> **Short task A**
In the comment thread, whose work does the phrase "we are volunteers not conscripts" come from?
> **Short task B**
Print the passage of the comment thread that begins at the words "The reason this" and stops after "every second sentence.".

> **Page text**
________________________

Lorna you were hectoring the author over trivial questions of meaning and semantics, as though words are fixed entities and anything much turned on individual ones here. Follow the argument and put it in its strongest possible form before complaining you don’t understand. The post was in no way ‘bad philosophy’ or ‘bad comment’ on philosophy. It was all accurate it just wasn’t exciting. But why should it be. And nothing follows from the fact that something’s rational, analytical premises don’t entail normative conclusions. Even in the sense of being action-guiding, we are daily in conflict between desire and rationality, anyone who’s binge-drinked can tell you that. People speak like the greatest sin you could possibly commit against Humanity and Reason, is to be non-rational or irrational in some of your actions.
The reason this pissed me off so much is because it’s reflective of a generation that’s been schooled on frothy ‘Theory’ and deride philosophical investigation that doesn’t quote Derrida every second sentence.

#19 
Written By Martin on November 11th, 2009 @ 2:31 pm
Lorna

Martin, it’s simply false to say that I was ‘hectoring the author over trivial questions of meaning and semantics’. That should be apparent from reading my first comment.
The post’s being ‘bad philosophy’ and ‘bad comment on philosophy’ was a point I was attributing to Steven, as I made explicit (although, as it happens, I agree with him).
And about the rationality point: I said that I *wasn’t* claiming that we should always do what is rational, or that rationality is the most important thing in the world. I don’t see how I could have made that any clearer. Your binge-drinking point is therefore irrelevant.
Even if I *had* been saying that rationality is the most important thing in the world, I don’t see what that would have to do with Derrida. But maybe that’s because, far from having been schooled in that tradition, I’ve been schooled mainly in analytic philosophy and have never read any Derrida in my life.

#20 
Written By Lorna on November 11th, 2009 @ 2:55 pm

The extraordinary level of acrimony here is quite startling. A group of people who know nothing about each other are tossing about the wierdest accusations imaginable.
As far as I can tell Tendai wrote a piece about the role of philosophy in politics, which was by its nature brief. Lorna asked him to expand on what he meant, and then it descended into rudeness. I personally also found it difficult to get to the point Tendai was making, and found the sorts of questions Lorna was asking useful. I think I see more clearly his point now, but am a bit dubious about the claims he is making about individual philosophers.
I think it would be useful if people stopped attempting to impute underlying attitudes to people, and engaged with the words they are saying.
The Derrida claim is ridiculous, and incomprehensible, especially if you know the people involved.

#21 
Written By Dan on November 11th, 2009 @ 3:40 pm
Martin

If you were schooled in analytic philosophy then you should have no difficulty following and restating an argument, with an eye for relevance. It’s of course true that a lot of his claims are subject to counterarguments, but it would be more fruitful to focus on what he’s chosen to raise. And an analytic student should recognise that “we are volunteers not conscripts” is from Philippa Foot — whose work is worth a read in light of some of your doubtful comments on morality (objective moral laws/facts: do you mean moral realism, or something else, by that? I know that people still do work on moral realism, but I don’t think anybody still speaks convincingly of mind-independent moral facts anymore).

________________________

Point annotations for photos

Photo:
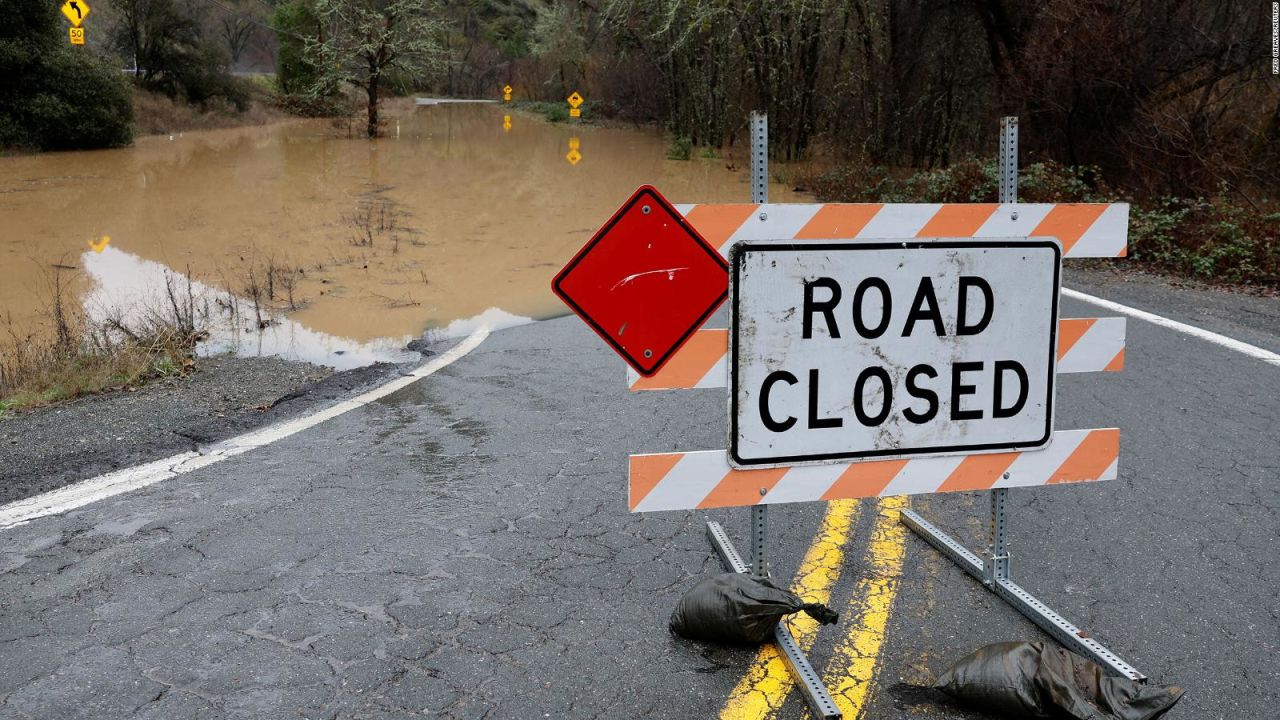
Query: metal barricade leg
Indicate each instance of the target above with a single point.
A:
(812, 688)
(992, 572)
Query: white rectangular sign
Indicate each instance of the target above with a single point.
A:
(891, 349)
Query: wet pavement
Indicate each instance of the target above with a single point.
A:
(462, 550)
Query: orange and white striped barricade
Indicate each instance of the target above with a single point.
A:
(707, 479)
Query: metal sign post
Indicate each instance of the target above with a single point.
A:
(992, 568)
(649, 278)
(812, 688)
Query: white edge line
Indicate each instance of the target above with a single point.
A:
(1232, 343)
(127, 479)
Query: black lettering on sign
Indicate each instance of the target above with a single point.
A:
(959, 390)
(999, 410)
(886, 308)
(860, 399)
(766, 388)
(814, 420)
(924, 308)
(826, 306)
(924, 393)
(963, 326)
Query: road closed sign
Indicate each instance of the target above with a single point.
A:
(841, 351)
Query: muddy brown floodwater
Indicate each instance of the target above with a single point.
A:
(449, 220)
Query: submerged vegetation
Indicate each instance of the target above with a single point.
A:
(72, 355)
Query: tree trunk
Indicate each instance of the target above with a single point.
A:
(373, 104)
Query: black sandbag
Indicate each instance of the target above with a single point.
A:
(1020, 679)
(739, 609)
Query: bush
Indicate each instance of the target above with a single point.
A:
(1212, 240)
(1216, 240)
(293, 74)
(54, 96)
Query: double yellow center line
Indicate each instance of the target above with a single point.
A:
(851, 670)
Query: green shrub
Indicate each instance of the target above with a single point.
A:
(55, 96)
(1216, 240)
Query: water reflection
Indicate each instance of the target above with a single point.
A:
(420, 231)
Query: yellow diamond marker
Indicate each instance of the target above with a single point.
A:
(76, 12)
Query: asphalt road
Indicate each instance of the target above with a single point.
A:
(462, 550)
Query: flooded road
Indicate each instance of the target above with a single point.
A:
(352, 246)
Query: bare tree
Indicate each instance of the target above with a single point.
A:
(237, 31)
(362, 40)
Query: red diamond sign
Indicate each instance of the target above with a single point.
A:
(645, 281)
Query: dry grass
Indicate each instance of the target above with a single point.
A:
(159, 114)
(71, 356)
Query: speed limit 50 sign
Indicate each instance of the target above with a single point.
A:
(842, 351)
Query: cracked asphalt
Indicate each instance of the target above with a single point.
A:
(462, 550)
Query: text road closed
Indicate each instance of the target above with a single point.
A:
(890, 349)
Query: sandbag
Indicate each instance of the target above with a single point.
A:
(739, 609)
(1020, 679)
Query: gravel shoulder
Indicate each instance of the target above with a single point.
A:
(49, 447)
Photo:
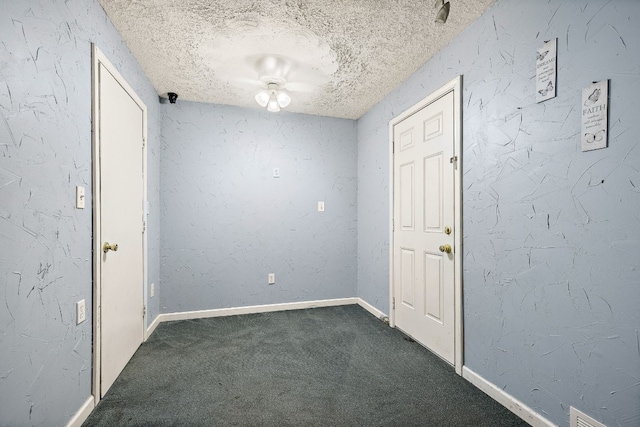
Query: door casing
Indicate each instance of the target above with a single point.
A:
(454, 86)
(98, 58)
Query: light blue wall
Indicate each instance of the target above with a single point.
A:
(226, 222)
(551, 240)
(45, 250)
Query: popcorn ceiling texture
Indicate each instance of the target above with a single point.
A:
(365, 49)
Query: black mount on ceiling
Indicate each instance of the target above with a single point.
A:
(171, 96)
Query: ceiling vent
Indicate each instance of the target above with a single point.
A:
(580, 419)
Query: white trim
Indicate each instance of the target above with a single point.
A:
(83, 413)
(152, 327)
(454, 86)
(234, 311)
(505, 399)
(98, 58)
(371, 309)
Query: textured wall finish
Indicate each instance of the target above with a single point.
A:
(227, 222)
(191, 46)
(551, 234)
(45, 251)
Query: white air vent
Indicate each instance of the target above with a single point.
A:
(580, 419)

________________________

> **Full solution A**
Philippa Foot

> **Full solution B**
The reason this pissed me off so much is because it’s reflective of a generation that’s been schooled on frothy ‘Theory’ and deride philosophical investigation that doesn’t quote Derrida every second sentence.